EXTRACT TO READ:
--
Cheyletiella yasguri is a species of mites from the genus Cheyletiella popularly known as "walking dandruff" and one of the many ectoparasites that targets domestic dogs.

Characterized as the “bite and run” parasite, the first reported case of Cheyletiella Yasguri was in Italy in the year of 1965. It is named after Dr. Isidor Yasgur, a vet from Mamaroneck, New York, who collected some of these parasites and sent them to the Cornell University. It has been found throughout the world with reported cases in the Italy, Germany, The Netherlands, the U.S. etc. A distinguishable characteristic that sets species C. yasguri apart from the others is the morphology of the sensory organ in the legs. The mite contains two lobes compared to the species C. parasitivorax which only contains one. Cheyletiella Yasguri causes irritation and inflammation of the skin (Dermatitis) usually as a result of allergic reaction. Young pups are most vulnerable and conditions can be mild to very severe. This mite resides in the outer layer of the skin (keratin) and does most of its feeding on the liquid substance of tissue. They do not dig into the skin and do not replicate.
--
DATA EXTRACTS:
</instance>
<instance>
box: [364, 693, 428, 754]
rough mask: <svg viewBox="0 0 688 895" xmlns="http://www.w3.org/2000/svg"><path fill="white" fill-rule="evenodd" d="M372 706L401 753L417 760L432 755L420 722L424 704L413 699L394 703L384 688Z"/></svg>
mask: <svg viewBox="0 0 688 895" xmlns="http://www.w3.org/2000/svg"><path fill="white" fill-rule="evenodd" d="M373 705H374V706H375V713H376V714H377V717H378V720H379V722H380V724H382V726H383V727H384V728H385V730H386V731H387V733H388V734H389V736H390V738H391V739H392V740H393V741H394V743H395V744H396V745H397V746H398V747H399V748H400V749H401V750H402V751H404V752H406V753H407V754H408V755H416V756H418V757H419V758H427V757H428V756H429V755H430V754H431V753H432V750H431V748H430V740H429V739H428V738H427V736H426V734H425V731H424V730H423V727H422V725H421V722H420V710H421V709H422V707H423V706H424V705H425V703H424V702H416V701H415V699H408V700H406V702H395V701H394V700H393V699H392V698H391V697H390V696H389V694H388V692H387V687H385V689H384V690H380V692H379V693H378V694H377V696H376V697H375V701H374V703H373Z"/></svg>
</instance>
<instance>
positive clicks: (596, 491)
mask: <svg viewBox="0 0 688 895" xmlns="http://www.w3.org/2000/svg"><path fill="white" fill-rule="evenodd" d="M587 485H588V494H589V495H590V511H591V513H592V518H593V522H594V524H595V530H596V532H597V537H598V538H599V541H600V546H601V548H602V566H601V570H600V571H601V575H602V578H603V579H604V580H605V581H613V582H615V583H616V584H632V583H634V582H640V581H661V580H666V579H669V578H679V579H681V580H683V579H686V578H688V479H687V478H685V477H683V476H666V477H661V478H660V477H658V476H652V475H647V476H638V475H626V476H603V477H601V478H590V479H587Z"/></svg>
--
ASSIGNED TASK A: Give again the passage on Cheyletiella yasguri from "Cheyletiella yasguri is" up to and including "targets domestic dogs.".
ASSIGNED TASK B: Proceed with the text on the mite Cheyletiella yasguri, writing on from where it stops.

WRITTEN ANSWER A:
Cheyletiella yasguri is a species of mites from the genus Cheyletiella popularly known as "walking dandruff" and one of the many ectoparasites that targets domestic dogs.

WRITTEN ANSWER B:
== Diagnosis ==

In order to diagnose the condition, samples of the skin or fur must be further examined under a microscope. Other techniques used to diagnose the condition include deep scraping of the skin and removal of samples with the use of tape. Because symptoms are often similar those of Scabies, an accurate diagnosis would be under a microscope.

== Transmission ==

It is highly transmittable especially through physical contact. Humans are also prone to becoming infested with mites. If contact with pet is cut off completely symptoms will disappear after a short amount of time because the parasites do not replicate on humans. Common infested areas in humans vary from the chest, abdomen, arms, and buttocks. Common infestation areas in dogs include the neck, back, and tail. Results can be anything from lesions of the skin, severe itching, and sometimes the condition will go unnoticed in dogs.

== Treatments ==

In animals treatments range a wide variety of antibiotic therapy, antiparasitic therapy, topical steroids, Gamma benzene hexachloride, and insecticides. Less than one percent Gamma benzene hexachloride has proven to be very effective if used as prescribed by a veterinarian.